Em minha opinião, tal consciência apenas não se torna explícita declaração de autoria devido ao conflito existente entre cumprir a agenda metodológica iluminista-positivista que garantiria ao espiritismo seu caráter científico; e o risco de transformar essa doutrina em apenas um “sistema pessoal de ideias” sem qualquer autoridade.

 


[1] O filósofo italiano Umberto Eco fala da intentio operis (a intenção do texto, da obra) que serviria como este “princípio popperiano” para distinguir entre uma boa e uma má interpretação. (Cf.: ECO, Umberto. Interpretação e Superinterpretação. São Paulo: Martins Fontes, 2005. Ou ainda: ______. Os limites da interpretação. São Paulo: Editora Perspectiva, 1995).

[2] É desnecessário dizer que essa “materialidade do texto” é uma metáfora para a imposição de limites de sentido dados pelo texto a partir dos quais algumas interpretações tornam-se possíveis e outras impossíveis.

------------------------------------------------------------

§ **REQUISITOS**
[a] Imprima do texto fornecido o trecho que vai de "[2] É desnecessário" até "e outras impossíveis.".
[b] Liste todas as expressões que aparecem entre aspas no texto fornecido.
[c] Responda com base no texto fornecido:
(i) Qual é a nacionalidade do filósofo Umberto Eco?
(ii) Que agenda metodológica garantiria ao espiritismo seu caráter científico?
(iii) Em que ano saiu a edição citada de Os limites da interpretação?

------------------------------------------------------------

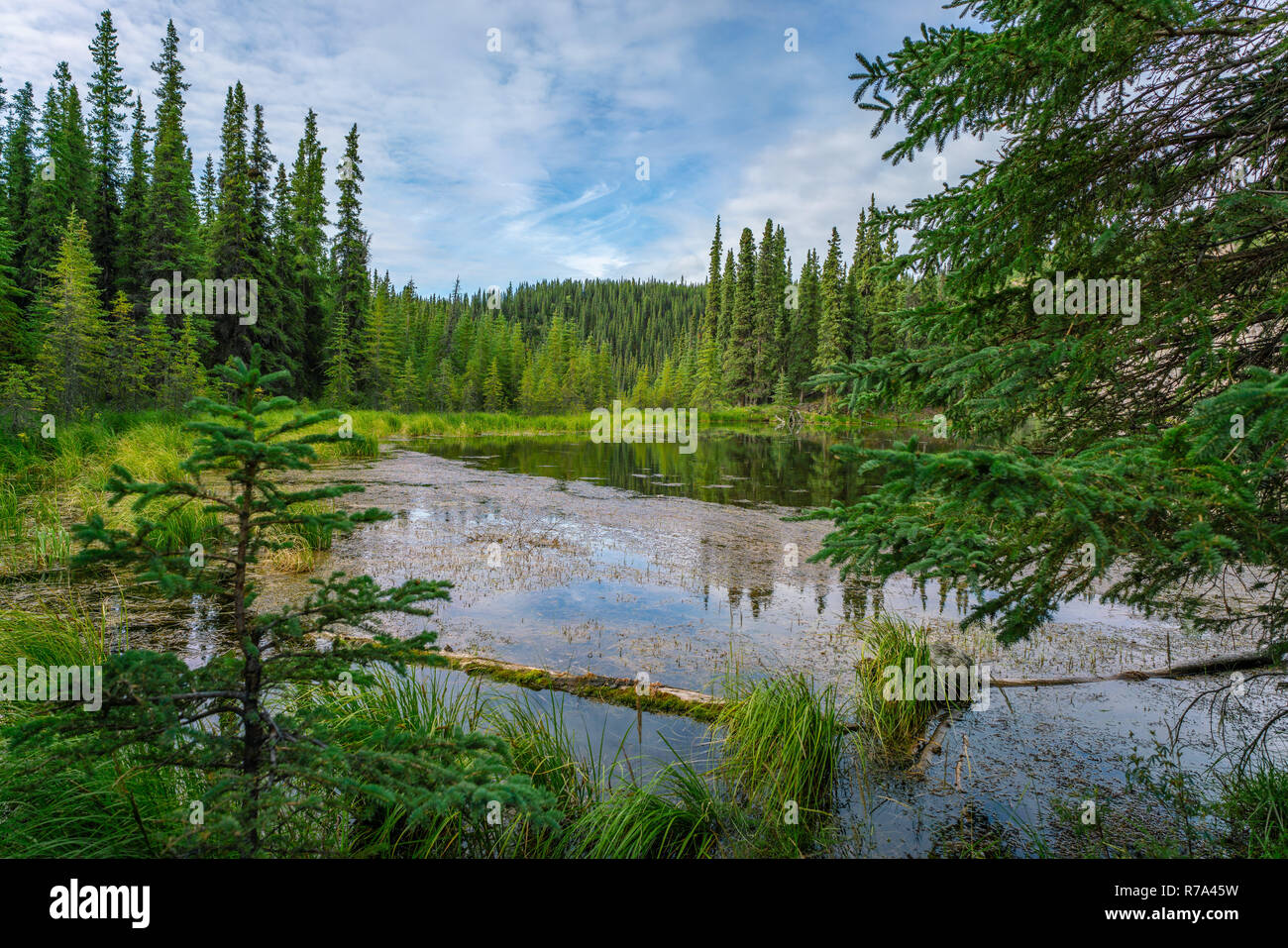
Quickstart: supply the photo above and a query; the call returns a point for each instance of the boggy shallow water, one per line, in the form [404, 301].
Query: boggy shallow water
[644, 566]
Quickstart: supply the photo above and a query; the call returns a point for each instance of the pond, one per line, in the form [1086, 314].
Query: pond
[621, 559]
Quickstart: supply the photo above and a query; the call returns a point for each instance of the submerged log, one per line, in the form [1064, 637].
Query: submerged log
[625, 691]
[1233, 661]
[617, 690]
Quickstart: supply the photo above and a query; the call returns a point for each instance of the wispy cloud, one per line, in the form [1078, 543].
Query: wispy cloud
[520, 163]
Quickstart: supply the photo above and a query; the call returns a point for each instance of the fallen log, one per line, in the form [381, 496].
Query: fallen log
[617, 690]
[625, 691]
[934, 745]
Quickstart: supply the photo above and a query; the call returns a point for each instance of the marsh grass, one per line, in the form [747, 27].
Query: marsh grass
[897, 724]
[51, 809]
[1254, 804]
[675, 815]
[782, 743]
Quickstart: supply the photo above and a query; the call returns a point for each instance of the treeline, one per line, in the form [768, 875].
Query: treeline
[124, 275]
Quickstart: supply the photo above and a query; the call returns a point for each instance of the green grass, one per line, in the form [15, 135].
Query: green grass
[674, 817]
[894, 724]
[1256, 806]
[52, 809]
[782, 745]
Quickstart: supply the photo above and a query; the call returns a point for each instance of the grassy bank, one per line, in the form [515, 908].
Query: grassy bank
[765, 796]
[50, 483]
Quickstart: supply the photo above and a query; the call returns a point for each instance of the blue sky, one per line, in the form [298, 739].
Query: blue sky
[520, 163]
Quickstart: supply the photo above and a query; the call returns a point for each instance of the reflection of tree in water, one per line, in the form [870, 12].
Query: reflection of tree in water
[861, 596]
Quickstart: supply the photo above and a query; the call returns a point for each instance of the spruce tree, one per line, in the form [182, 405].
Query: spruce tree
[233, 249]
[273, 767]
[107, 101]
[132, 231]
[21, 179]
[170, 227]
[312, 273]
[71, 365]
[349, 252]
[739, 360]
[1134, 451]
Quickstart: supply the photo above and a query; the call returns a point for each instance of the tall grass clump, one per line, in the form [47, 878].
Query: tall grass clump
[782, 743]
[1256, 806]
[896, 723]
[53, 807]
[675, 815]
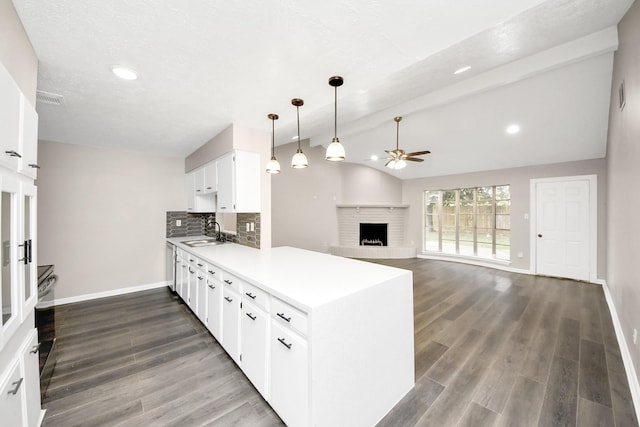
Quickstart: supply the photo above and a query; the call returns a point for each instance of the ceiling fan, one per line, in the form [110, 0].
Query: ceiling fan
[398, 157]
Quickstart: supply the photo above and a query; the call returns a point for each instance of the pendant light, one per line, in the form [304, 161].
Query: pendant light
[335, 150]
[272, 165]
[299, 160]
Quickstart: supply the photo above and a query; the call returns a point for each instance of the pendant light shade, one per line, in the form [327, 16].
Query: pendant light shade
[299, 160]
[272, 165]
[335, 150]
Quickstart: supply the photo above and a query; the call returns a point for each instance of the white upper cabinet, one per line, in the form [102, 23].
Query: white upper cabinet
[28, 142]
[239, 182]
[210, 178]
[9, 121]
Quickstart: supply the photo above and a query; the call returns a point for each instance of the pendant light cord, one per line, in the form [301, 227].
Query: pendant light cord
[335, 109]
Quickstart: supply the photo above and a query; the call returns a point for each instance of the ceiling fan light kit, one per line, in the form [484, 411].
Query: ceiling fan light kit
[398, 158]
[273, 166]
[335, 150]
[299, 160]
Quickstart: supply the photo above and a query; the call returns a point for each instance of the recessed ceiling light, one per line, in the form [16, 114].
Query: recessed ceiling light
[462, 70]
[124, 72]
[513, 129]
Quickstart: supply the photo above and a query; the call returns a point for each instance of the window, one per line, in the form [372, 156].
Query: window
[469, 221]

------------------------------------------------------------

§ **RESULTADOS ESPERADOS**
[a]
[2] É desnecessário dizer que essa “materialidade do texto” é uma metáfora para a imposição de limites de sentido dados pelo texto a partir dos quais algumas interpretações tornam-se possíveis e outras impossíveis.

[b]
- sistema pessoal de ideias
- princípio popperiano
- materialidade do texto

[c]
(i) Italiana.
(ii) A agenda metodológica iluminista-positivista.
(iii) 1995.